▶ **EXERCISE DETAILS**: Transcribe the lines below word for word, from the first line through the line containing "negative clicks: (339, 580)", both included. Omit the picture from your answer.

[DATA IN THIS EXERCISE — start]

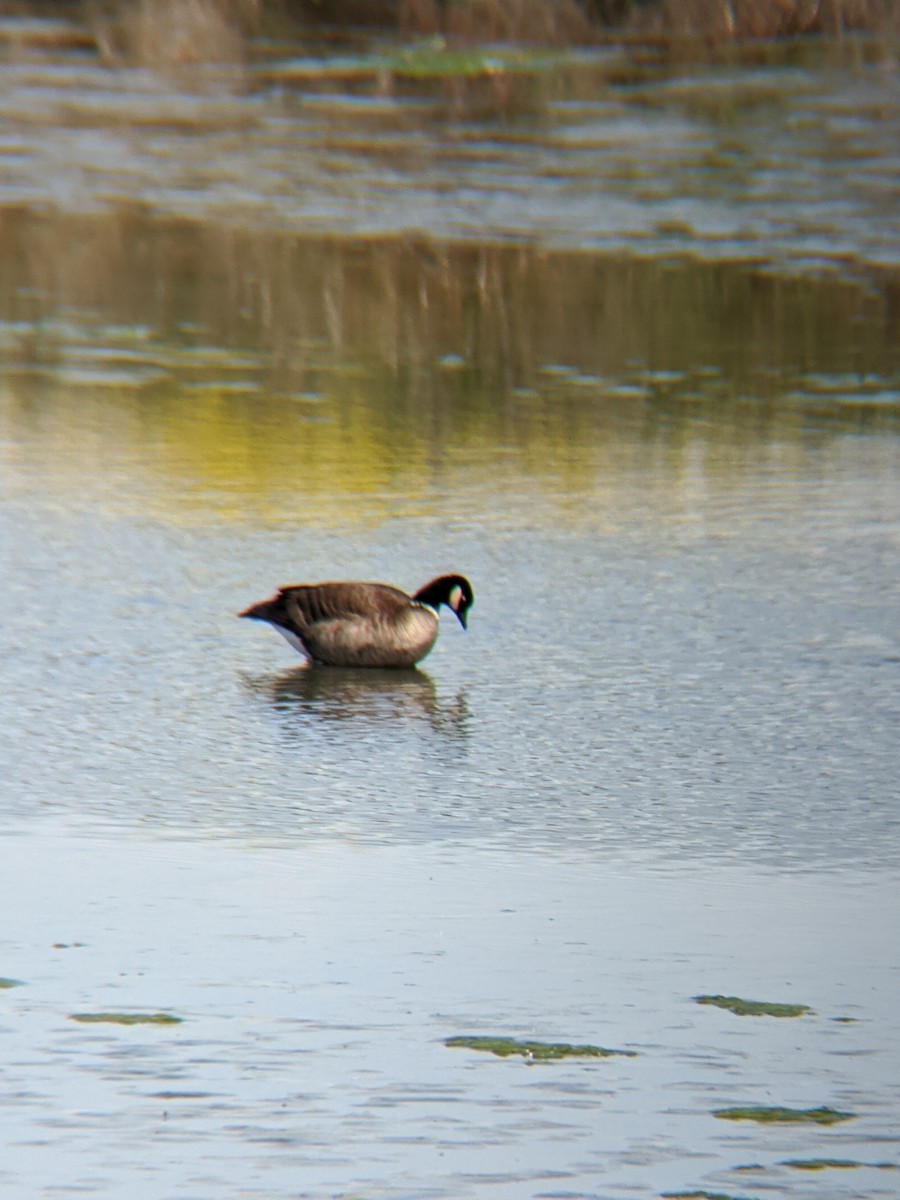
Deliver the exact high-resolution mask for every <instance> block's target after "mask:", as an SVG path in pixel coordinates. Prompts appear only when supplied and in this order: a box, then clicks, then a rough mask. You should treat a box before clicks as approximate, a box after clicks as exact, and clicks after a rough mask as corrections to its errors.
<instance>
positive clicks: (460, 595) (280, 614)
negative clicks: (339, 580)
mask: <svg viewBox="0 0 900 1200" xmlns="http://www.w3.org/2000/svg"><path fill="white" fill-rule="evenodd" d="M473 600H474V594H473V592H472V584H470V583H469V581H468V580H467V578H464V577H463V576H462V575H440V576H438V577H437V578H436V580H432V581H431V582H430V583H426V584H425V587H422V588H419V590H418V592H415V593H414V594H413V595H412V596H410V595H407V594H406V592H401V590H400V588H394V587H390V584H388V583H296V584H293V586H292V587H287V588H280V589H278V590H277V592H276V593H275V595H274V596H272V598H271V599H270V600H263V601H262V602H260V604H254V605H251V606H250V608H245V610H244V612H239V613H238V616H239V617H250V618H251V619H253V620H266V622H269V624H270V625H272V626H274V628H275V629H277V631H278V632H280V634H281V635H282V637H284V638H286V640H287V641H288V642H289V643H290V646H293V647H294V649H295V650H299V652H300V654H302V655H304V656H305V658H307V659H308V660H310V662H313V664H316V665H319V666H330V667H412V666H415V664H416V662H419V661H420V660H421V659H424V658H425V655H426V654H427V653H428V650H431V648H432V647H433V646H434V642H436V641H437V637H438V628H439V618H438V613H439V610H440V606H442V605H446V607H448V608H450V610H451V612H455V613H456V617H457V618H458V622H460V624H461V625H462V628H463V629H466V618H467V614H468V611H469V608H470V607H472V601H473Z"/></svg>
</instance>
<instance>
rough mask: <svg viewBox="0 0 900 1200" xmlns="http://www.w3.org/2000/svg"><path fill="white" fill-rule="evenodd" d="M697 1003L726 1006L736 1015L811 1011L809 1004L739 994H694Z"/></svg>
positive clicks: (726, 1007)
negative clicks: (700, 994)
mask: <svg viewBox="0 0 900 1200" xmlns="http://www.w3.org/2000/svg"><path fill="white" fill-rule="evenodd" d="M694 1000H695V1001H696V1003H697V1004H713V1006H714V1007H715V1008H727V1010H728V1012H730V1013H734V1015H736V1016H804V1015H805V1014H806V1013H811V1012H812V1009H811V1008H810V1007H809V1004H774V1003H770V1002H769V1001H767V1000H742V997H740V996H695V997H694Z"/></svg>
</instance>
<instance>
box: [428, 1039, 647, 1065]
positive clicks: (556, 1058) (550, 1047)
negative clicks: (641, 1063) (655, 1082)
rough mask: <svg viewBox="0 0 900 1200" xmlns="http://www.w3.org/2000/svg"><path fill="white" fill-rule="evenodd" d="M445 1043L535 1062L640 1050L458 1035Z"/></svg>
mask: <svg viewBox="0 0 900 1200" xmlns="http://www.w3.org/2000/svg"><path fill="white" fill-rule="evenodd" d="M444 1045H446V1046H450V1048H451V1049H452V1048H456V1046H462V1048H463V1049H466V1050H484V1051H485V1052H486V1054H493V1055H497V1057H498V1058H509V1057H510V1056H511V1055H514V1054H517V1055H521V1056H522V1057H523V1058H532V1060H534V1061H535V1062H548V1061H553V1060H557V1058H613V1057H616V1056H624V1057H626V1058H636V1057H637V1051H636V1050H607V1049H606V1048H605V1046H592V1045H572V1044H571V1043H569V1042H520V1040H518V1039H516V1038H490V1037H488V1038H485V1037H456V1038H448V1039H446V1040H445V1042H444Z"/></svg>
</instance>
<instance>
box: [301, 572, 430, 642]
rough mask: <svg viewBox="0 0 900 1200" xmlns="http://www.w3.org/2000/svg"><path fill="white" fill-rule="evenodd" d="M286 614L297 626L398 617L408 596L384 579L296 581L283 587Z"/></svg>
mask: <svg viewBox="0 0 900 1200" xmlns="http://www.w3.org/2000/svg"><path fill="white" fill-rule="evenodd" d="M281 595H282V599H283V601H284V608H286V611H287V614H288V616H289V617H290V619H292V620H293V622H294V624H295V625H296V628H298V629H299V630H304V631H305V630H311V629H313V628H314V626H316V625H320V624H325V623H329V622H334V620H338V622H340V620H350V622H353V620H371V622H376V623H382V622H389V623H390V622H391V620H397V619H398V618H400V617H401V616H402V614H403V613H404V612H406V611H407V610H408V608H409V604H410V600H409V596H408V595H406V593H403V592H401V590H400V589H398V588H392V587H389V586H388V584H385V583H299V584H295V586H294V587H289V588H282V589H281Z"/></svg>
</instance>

[DATA IN THIS EXERCISE — finish]

▶ **WRITTEN SOLUTION**:
Deliver the exact high-resolution mask for every <instance> block's target after "mask:", as an SVG path in pixel coordinates. Prompts appear only when supplied and in this order: a box, then clicks, then a rough mask. You should treat a box before clicks as approximate, a box after clicks as exact, and clicks after a rough mask as corrections to its errors.
<instance>
positive clicks: (460, 595) (280, 614)
negative clicks: (339, 580)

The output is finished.